[start Raw data]
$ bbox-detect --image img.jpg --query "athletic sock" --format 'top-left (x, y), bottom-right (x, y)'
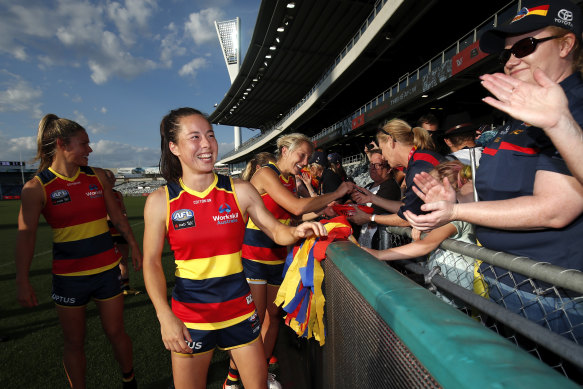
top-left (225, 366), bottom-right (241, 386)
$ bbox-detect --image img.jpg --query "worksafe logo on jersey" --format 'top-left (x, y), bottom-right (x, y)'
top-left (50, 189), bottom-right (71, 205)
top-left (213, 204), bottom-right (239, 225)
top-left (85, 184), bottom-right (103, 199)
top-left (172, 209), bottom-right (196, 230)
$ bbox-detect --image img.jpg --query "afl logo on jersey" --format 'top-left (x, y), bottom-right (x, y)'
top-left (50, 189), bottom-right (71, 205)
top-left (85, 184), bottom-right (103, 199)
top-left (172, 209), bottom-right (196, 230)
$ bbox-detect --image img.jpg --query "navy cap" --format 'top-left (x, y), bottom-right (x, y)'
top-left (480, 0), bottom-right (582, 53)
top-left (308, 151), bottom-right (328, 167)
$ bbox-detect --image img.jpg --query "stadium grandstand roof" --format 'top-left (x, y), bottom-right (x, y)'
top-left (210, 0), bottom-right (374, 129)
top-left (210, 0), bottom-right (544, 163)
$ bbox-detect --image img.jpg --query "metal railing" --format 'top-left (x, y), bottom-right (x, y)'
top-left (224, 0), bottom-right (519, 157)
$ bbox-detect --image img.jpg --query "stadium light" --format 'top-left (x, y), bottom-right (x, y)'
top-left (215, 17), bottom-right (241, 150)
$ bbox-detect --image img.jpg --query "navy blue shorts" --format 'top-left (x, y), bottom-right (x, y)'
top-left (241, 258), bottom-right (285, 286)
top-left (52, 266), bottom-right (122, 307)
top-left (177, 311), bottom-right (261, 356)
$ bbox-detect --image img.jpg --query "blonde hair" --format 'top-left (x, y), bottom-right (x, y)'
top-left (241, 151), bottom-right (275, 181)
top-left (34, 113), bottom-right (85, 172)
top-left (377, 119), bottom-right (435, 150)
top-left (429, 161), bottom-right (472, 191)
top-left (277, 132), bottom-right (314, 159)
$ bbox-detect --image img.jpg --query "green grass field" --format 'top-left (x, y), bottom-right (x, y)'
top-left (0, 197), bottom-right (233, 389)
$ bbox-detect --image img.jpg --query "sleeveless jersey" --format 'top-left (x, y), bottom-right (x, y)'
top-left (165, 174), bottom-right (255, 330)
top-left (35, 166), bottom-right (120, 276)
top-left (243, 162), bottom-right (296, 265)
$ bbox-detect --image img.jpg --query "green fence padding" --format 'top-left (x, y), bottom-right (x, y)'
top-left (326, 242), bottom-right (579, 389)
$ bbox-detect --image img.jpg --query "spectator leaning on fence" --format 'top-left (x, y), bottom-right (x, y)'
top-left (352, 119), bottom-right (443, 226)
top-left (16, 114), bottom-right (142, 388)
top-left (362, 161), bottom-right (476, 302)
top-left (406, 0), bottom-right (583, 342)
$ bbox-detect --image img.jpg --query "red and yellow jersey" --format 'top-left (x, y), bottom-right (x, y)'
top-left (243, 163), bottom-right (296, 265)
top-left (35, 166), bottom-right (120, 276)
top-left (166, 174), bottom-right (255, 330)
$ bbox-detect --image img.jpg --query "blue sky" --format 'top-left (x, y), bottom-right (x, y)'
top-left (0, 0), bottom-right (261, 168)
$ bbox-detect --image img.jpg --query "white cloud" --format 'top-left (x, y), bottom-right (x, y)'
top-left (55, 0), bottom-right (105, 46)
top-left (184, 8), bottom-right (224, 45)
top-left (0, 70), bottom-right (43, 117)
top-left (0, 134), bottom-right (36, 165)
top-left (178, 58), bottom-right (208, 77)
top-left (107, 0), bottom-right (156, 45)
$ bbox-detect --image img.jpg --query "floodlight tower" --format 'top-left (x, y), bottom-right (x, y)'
[end Raw data]
— Short problem —
Arrange all of the rows above as a numbered list, skipping any blank lines and leaving out the pictures.

— The output —
1. $ bbox-detect --image img.jpg --query "athletic sock" --format 'top-left (x, y), bottom-right (x, y)'
2. top-left (225, 366), bottom-right (241, 386)
3. $ bbox-detect --image img.jpg --query "worksafe logo on jersey" --format 'top-left (x, y), bottom-right (x, y)'
4. top-left (50, 189), bottom-right (71, 205)
5. top-left (213, 204), bottom-right (239, 225)
6. top-left (85, 184), bottom-right (103, 199)
7. top-left (172, 209), bottom-right (196, 230)
8. $ bbox-detect --image img.jpg --query "afl logo on jersey" --format 'top-left (x, y), bottom-right (x, y)'
9. top-left (50, 189), bottom-right (71, 205)
10. top-left (85, 184), bottom-right (103, 199)
11. top-left (172, 209), bottom-right (196, 230)
12. $ bbox-detect --image img.jpg --query "navy cap" --format 'top-left (x, y), bottom-right (x, y)'
13. top-left (480, 0), bottom-right (582, 53)
14. top-left (308, 151), bottom-right (328, 167)
15. $ bbox-detect --image img.jpg --query "stadium grandstand roof" --format 'top-left (x, y), bottom-right (x, y)'
16. top-left (210, 0), bottom-right (374, 129)
17. top-left (210, 0), bottom-right (544, 163)
18. $ bbox-detect --image img.jpg --query "metal railing" --format 'top-left (x, y), bottom-right (x, y)'
19. top-left (224, 0), bottom-right (519, 157)
20. $ bbox-detect --image img.jpg --query "stadium light" --format 'top-left (x, y), bottom-right (x, y)'
21. top-left (215, 17), bottom-right (241, 150)
22. $ bbox-detect --image img.jpg --query "navy blue shorts" --format 'top-left (x, y), bottom-right (x, y)'
23. top-left (241, 258), bottom-right (285, 286)
24. top-left (52, 266), bottom-right (122, 307)
25. top-left (177, 311), bottom-right (261, 356)
26. $ bbox-detect --image img.jpg --query "blonde hair" --format 'top-left (x, y), bottom-right (x, y)'
27. top-left (241, 151), bottom-right (275, 181)
28. top-left (34, 113), bottom-right (85, 172)
29. top-left (377, 119), bottom-right (435, 150)
30. top-left (429, 161), bottom-right (472, 191)
31. top-left (277, 132), bottom-right (314, 159)
32. $ bbox-detect --image img.jpg --query "green grass field" --format 'top-left (x, y), bottom-right (x, y)'
33. top-left (0, 197), bottom-right (233, 389)
34. $ bbox-detect --image img.jpg --query "sleeveless jersey" --format 'top-left (x, y), bottom-right (x, y)'
35. top-left (165, 174), bottom-right (255, 330)
36. top-left (35, 166), bottom-right (120, 276)
37. top-left (243, 162), bottom-right (296, 265)
38. $ bbox-detect --image img.jpg --query "green fence padding" --format 'top-left (x, y), bottom-right (x, y)'
39. top-left (326, 242), bottom-right (579, 389)
40. $ bbox-detect --image img.jpg --query "spectator leaning on fence" --format 'top-left (x, y), bottom-right (x, y)'
41. top-left (352, 119), bottom-right (443, 226)
42. top-left (16, 114), bottom-right (142, 388)
43. top-left (362, 161), bottom-right (476, 302)
44. top-left (406, 0), bottom-right (583, 342)
45. $ bbox-detect --image img.jpg --query "red and yellow jersey" --format 'top-left (x, y), bottom-right (x, y)'
46. top-left (243, 163), bottom-right (296, 265)
47. top-left (35, 166), bottom-right (120, 276)
48. top-left (166, 174), bottom-right (255, 330)
49. $ bbox-detect --image img.jpg --query "blue sky" --format 'top-left (x, y), bottom-right (x, y)'
50. top-left (0, 0), bottom-right (261, 168)
51. $ bbox-detect --image img.jpg --query "white cloud" --format 'top-left (x, y), bottom-right (x, y)'
52. top-left (55, 0), bottom-right (105, 46)
53. top-left (184, 8), bottom-right (224, 45)
54. top-left (0, 70), bottom-right (43, 117)
55. top-left (0, 134), bottom-right (36, 165)
56. top-left (178, 58), bottom-right (208, 77)
57. top-left (107, 0), bottom-right (156, 45)
58. $ bbox-detect --image img.jpg --query "floodlight tower" --format 'top-left (x, y), bottom-right (x, y)'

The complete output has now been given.